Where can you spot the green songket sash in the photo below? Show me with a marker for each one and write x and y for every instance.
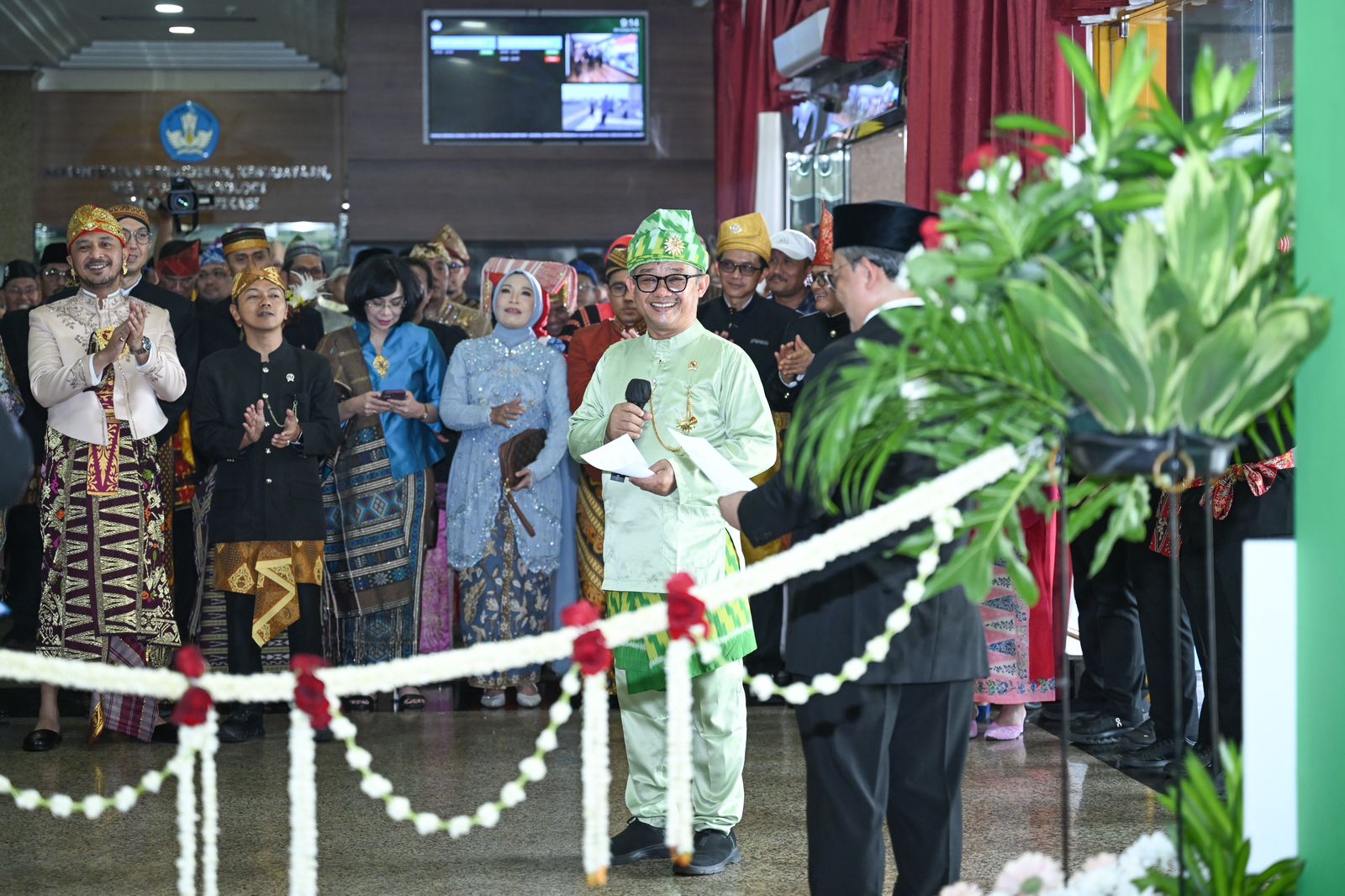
(730, 626)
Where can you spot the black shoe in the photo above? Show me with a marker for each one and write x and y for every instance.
(638, 842)
(715, 851)
(1102, 728)
(1137, 739)
(1156, 755)
(40, 741)
(241, 724)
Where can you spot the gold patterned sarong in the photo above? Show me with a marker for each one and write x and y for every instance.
(272, 571)
(752, 553)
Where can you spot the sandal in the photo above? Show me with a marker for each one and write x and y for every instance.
(356, 704)
(409, 703)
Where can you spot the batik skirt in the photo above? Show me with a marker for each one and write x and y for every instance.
(107, 593)
(504, 599)
(1005, 618)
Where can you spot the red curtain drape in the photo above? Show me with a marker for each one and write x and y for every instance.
(861, 30)
(968, 62)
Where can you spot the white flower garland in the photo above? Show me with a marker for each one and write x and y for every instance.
(677, 665)
(208, 746)
(303, 804)
(596, 781)
(1103, 875)
(810, 556)
(946, 524)
(185, 768)
(531, 768)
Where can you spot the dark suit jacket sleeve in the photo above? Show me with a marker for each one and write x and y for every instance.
(322, 430)
(213, 435)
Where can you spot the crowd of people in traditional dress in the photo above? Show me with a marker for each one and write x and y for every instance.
(239, 447)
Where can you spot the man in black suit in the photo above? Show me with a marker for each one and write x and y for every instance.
(892, 744)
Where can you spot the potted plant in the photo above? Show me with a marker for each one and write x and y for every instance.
(1121, 298)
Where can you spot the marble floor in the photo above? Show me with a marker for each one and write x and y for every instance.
(448, 762)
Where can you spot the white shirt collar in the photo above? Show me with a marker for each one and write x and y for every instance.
(907, 302)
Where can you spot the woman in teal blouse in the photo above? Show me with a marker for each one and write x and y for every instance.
(378, 493)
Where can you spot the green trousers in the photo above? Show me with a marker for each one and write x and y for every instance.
(719, 748)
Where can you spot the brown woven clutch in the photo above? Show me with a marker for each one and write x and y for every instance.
(517, 454)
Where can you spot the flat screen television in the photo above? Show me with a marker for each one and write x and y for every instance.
(535, 77)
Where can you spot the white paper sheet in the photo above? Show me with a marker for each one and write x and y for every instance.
(726, 478)
(619, 456)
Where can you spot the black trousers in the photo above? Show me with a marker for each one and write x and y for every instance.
(891, 752)
(1221, 647)
(768, 626)
(24, 568)
(306, 635)
(1109, 629)
(185, 575)
(1153, 589)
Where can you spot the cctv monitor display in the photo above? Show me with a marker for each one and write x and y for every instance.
(526, 77)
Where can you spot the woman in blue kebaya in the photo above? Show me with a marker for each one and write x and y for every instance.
(380, 492)
(495, 389)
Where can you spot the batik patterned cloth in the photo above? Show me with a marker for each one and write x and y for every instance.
(1005, 618)
(440, 587)
(504, 599)
(107, 593)
(731, 629)
(589, 541)
(272, 571)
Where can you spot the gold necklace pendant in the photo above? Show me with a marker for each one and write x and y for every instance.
(688, 424)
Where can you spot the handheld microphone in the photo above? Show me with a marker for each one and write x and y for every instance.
(638, 392)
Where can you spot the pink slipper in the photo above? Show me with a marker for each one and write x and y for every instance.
(1004, 732)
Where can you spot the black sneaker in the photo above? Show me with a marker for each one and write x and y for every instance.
(1156, 755)
(1102, 728)
(638, 842)
(715, 851)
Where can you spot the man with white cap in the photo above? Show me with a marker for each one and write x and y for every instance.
(787, 277)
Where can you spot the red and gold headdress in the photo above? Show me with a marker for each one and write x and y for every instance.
(93, 219)
(826, 240)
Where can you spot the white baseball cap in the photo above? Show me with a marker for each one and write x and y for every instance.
(795, 244)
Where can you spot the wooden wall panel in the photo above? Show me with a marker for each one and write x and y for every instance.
(256, 129)
(401, 188)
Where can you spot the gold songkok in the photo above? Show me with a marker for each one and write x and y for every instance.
(452, 244)
(248, 277)
(430, 252)
(129, 212)
(746, 233)
(91, 219)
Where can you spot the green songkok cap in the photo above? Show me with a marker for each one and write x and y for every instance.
(669, 235)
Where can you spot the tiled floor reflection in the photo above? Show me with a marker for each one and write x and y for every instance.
(454, 762)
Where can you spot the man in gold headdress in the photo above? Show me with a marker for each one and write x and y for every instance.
(447, 275)
(459, 266)
(101, 362)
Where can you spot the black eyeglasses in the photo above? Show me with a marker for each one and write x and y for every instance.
(676, 282)
(748, 269)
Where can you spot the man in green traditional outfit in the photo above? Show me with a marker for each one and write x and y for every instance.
(706, 387)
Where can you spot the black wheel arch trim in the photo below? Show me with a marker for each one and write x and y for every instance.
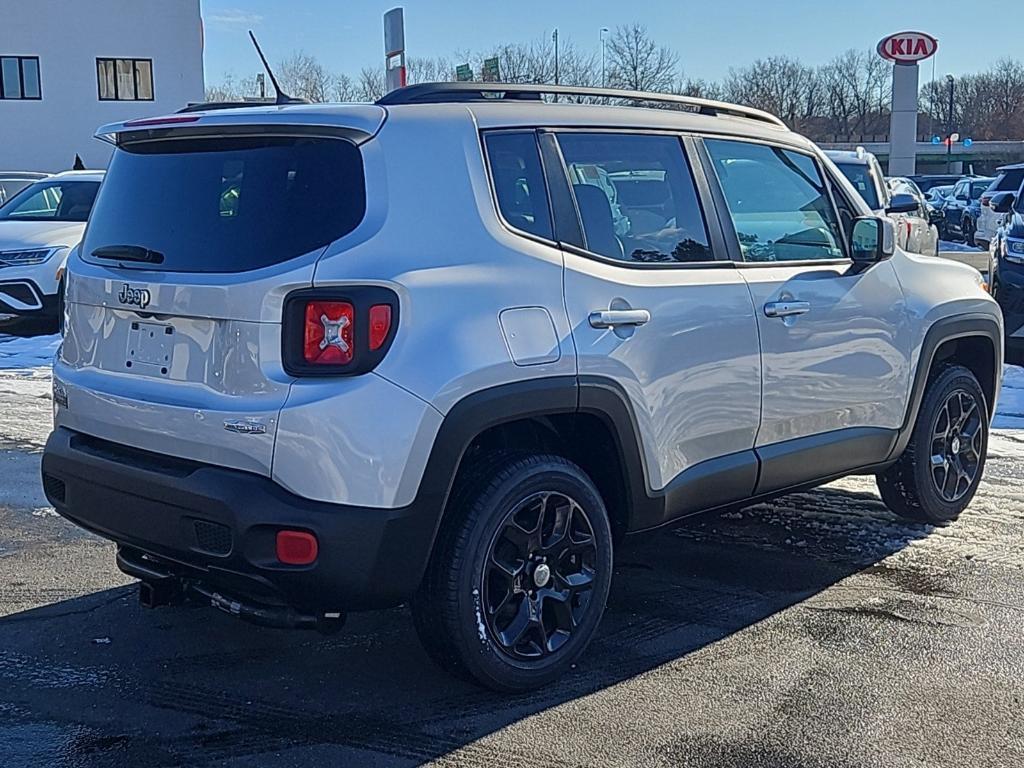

▸ **WHAT TO WORK ON**
Turn the lines above into a numbered list, skipping any blank lines and leaving the pictures out.

▸ **OUTPUT OF THE EXERCISE**
1. Where can you spot the green songket sash in the photo below? Show me with a marker for each one and write x and y for every instance.
2. (730, 626)
3. Where can you spot the black shoe in the photo above? Show me with a marker for each one and write x and y for every instance.
4. (638, 842)
5. (715, 851)
6. (1102, 728)
7. (1137, 739)
8. (1156, 755)
9. (40, 741)
10. (241, 724)
11. Where can you spot the gold patterned sarong in the photo above? Show me with a marker for each one and write x and y for every instance.
12. (272, 571)
13. (752, 553)
14. Where can you spot the sandal in the photo above? Show me with a marker for each one and write x and y for every instance.
15. (356, 704)
16. (409, 703)
17. Where can you spot the batik skirt in the photo above? Show me with a marker for each one and write x and y for every instance.
18. (107, 593)
19. (504, 599)
20. (1005, 618)
21. Where can you spot the red curtain drape in the photo above? Show me with a marker for each one and write x and y for every instance.
22. (861, 30)
23. (968, 62)
24. Where can you spot the white flower garland in the photo above? Show me with a marker for each one and write x and y for every instance.
25. (677, 665)
26. (208, 746)
27. (303, 804)
28. (596, 781)
29. (1103, 875)
30. (810, 556)
31. (946, 524)
32. (185, 768)
33. (531, 768)
34. Where can you spot the dark suit jacket sleeve in the photo above? Show me with a marker for each one and write x and y for every instance.
35. (322, 430)
36. (213, 435)
37. Where can you spot the crowd of people in traditional dress in the photo above? Show me with a marker for each one and write x and y for every instance.
38. (239, 447)
39. Where can you spot the man in black suit in the photo above? Show me with a marker for each one and write x and y for every instance.
40. (892, 744)
41. Where can you spot the potted plant in the photo above? Show me with a marker for each one and write x and y for every instance.
42. (1121, 298)
43. Where can you spot the marble floor in the photo above? Show me with a marker for each one and write x and y for every instance.
44. (448, 762)
45. Where can you spot the white shirt collar in the photo above? Show me with a marker for each one and write x and y for every instance.
46. (907, 302)
47. Where can you spot the woman in teal blouse in the photo above? Show me with a marker for each one and write x and y for every instance.
48. (378, 493)
49. Where can you spot the green trousers in the photo above? Show me with a marker for each one and write x and y for every instance.
50. (719, 748)
51. Where can you spot the brown woven clutch in the photo above? Show me with a marker for each one and write x and y for every instance.
52. (517, 454)
53. Where can you spot the flat screen television in the photo above? Show me with a marker for each one and write x and y for every instance.
54. (535, 77)
55. Where can you spot the white paper sheet in the photo above? Show me with a marker for each one and write x and y for every instance.
56. (726, 478)
57. (619, 456)
58. Where can you spot the black trousers in the photo above? Show me with a marker for each one and write x and y for every instance.
59. (891, 752)
60. (1221, 647)
61. (768, 626)
62. (24, 568)
63. (306, 635)
64. (1109, 629)
65. (185, 575)
66. (1153, 589)
67. Where can you spot the cctv monitor display in the photo above? Show me with a marker for each one and write x and y for every instance.
68. (526, 77)
69. Where can you spot the woman in blue kebaya in the photo above? Show me with a marker for each one and write x and y for every instance.
70. (380, 492)
71. (495, 389)
72. Where can you spot the batik patterned cloth in the photo above? Show me with a marker for each one and write x and y for every instance.
73. (1005, 618)
74. (440, 587)
75. (504, 599)
76. (107, 593)
77. (731, 629)
78. (589, 541)
79. (272, 571)
80. Where can you spot the gold necklace pendant in the photo above? Show me with a marker for each one and write x and y for every instance.
81. (688, 424)
82. Where can you spot the handheld microphone in the photo above? Show me with a marker for each one and write x and y for every instance.
83. (638, 392)
84. Where can you spot the pink slipper in the photo above? Show me with a marker for each one and write x and y for every instance.
85. (1004, 732)
86. Where can you spot the black sneaker in the photo above? Show me with a marker for each one and write x and y for every instance.
87. (1156, 755)
88. (1102, 728)
89. (638, 842)
90. (715, 851)
91. Where can you spot the man with white cap in the photo above? Show me with a marker for each one and write x and y for every instance.
92. (787, 277)
93. Where can you spot the red and gold headdress in the photo above? Show me with a marker for each one and write x and y for every instance.
94. (93, 219)
95. (826, 240)
96. Where can you spot the white baseball cap in the photo above? Show me with a marker for each one and write x and y for every instance.
97. (795, 244)
98. Where can you spot the wooden wall panel in the photo above? Show me with a marker for each one and write x and y for every instance.
99. (256, 129)
100. (401, 188)
101. Where can you spot the gold songkok in the photo above? Show me with a marker for each one and write x and y for every instance.
102. (452, 244)
103. (248, 277)
104. (430, 252)
105. (129, 212)
106. (746, 233)
107. (91, 219)
108. Where can you spot the green songkok cap in the photo above? Show me with a marker for each one and write x and y for every instance.
109. (669, 235)
110. Where can you spot the tiled floor reflection in the photo above? Show me with a marker for each one and write x and y for every instance.
111. (454, 762)
112. Where can you spot the man in gold headdress in the photo above? Show me with a marker for each one and write x and y for every instance.
113. (447, 275)
114. (459, 266)
115. (101, 362)
116. Where can you spot the black eyeglasses in the photo above? Show me with a marker for each one and write x and y for every instance.
117. (676, 282)
118. (748, 269)
119. Where can you spot the man in green traditional outfit in the photo above? Show me with a marker for each one and write x and y for every instance.
120. (706, 387)
121. Where can you spot the black wheel arch trim in the photo below? Show me with a marker for each one and write x and y for every instance.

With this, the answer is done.